(INPUT FOR THIS TASK)
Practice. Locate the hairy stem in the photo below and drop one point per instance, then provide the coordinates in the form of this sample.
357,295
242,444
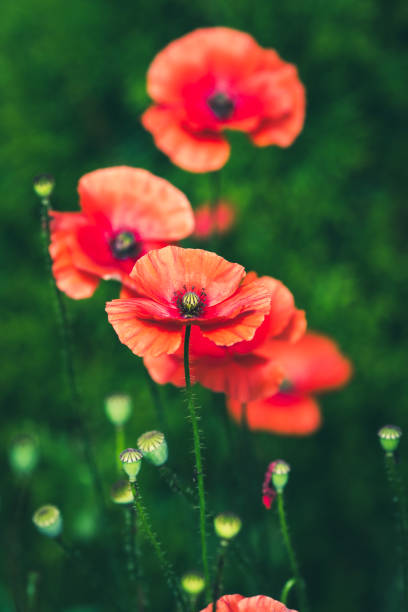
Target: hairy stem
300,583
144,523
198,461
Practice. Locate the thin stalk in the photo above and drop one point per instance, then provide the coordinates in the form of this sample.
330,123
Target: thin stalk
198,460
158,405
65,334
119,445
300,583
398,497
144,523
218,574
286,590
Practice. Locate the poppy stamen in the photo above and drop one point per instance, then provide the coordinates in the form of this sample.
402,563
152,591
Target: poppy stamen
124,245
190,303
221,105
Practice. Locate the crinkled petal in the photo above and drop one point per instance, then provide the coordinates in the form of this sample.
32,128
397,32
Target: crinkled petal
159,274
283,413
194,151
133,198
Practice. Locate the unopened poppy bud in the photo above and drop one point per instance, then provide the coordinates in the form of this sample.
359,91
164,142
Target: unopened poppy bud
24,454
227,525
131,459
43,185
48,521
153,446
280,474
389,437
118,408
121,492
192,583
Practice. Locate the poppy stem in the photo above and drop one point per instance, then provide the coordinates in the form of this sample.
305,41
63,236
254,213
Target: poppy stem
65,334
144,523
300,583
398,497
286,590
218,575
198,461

(OBJECTIVE) Reproduce every item above word for word, omitting the pictures.

(EXERCISE RESPONSE)
Practice. Locate the hairy stem in the photo below and drop one point per instance, then provide the coordinates in the form of this sample.
357,295
242,444
Target: hairy stem
300,583
144,523
198,461
Practice. Locate the thin stalk in the photo above and drop one point per instance, then provide the coordinates in the form of this sample.
330,123
Target: thin stalk
198,460
158,405
65,334
119,445
300,583
398,497
144,523
218,574
286,590
Practice. Locate the poppy stamen in the photo above and drop one point per instance, then provide the coordinates in the form of this sample.
402,563
152,591
Target: poppy stamen
124,245
190,303
221,105
Practice. Locate the crinkled petal in the photo above and drop one point per instance, then provide the coordinates in the form of this sample.
32,128
397,32
Target: crinkled petal
159,274
283,413
194,151
133,198
Practice. Locate the unopened poppy bud in the photo above and drop one point per instance, then provide the coordinates in the form of this sample.
359,91
164,142
Target: unopened poppy bud
24,454
227,525
131,459
43,185
48,521
153,446
280,474
389,437
118,408
121,492
192,583
Practice. Locate the poppy stem in the photo above and drop one point per instance, then provide the coordinates in the form of this sample.
305,41
63,236
254,213
Target: poppy stem
65,334
144,523
300,583
398,497
286,590
218,575
198,461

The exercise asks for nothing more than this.